> SUPPLIED DATA
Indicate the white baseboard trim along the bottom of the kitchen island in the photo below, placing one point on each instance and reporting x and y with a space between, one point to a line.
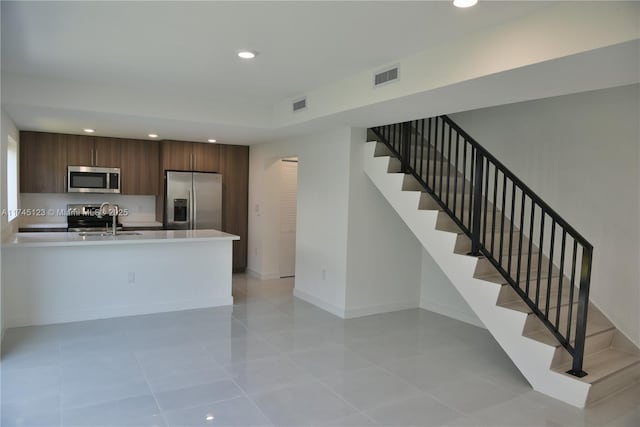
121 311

==

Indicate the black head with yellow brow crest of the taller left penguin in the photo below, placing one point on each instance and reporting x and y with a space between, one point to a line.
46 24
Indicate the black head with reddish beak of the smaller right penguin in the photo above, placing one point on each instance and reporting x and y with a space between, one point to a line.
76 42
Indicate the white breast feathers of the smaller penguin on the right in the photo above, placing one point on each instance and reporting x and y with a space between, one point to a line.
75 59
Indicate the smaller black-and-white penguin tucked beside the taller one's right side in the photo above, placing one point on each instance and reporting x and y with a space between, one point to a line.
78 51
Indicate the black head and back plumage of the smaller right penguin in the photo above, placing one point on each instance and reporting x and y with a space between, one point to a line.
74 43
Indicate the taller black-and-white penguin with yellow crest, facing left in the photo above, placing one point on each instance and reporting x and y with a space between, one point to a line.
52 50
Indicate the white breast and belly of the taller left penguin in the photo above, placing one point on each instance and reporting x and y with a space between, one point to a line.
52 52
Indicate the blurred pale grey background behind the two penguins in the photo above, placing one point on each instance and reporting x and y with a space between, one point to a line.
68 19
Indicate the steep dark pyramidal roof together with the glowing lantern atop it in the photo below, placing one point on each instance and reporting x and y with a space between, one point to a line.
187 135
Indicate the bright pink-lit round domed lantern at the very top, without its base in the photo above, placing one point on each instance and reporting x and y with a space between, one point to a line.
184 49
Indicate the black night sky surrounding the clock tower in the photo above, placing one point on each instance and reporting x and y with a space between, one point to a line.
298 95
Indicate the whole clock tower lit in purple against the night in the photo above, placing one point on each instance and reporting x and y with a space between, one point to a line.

> PROBLEM REQUIREMENTS
In the entries above, please find the line with "Indicate the black night" and the line with "Indicate the whole", then write out exactly those two lines and every line between them, and nothing more.

> YOUR SOLUTION
Indicate the black night sky surrounding the clock tower in the photo above, placing one point on each instance and reporting x and y with a space between, one point to a line.
298 95
Indicate the whole clock tower lit in purple against the night in the photo above, placing one point on each instance and reporting x and y with a space between, one point to a line.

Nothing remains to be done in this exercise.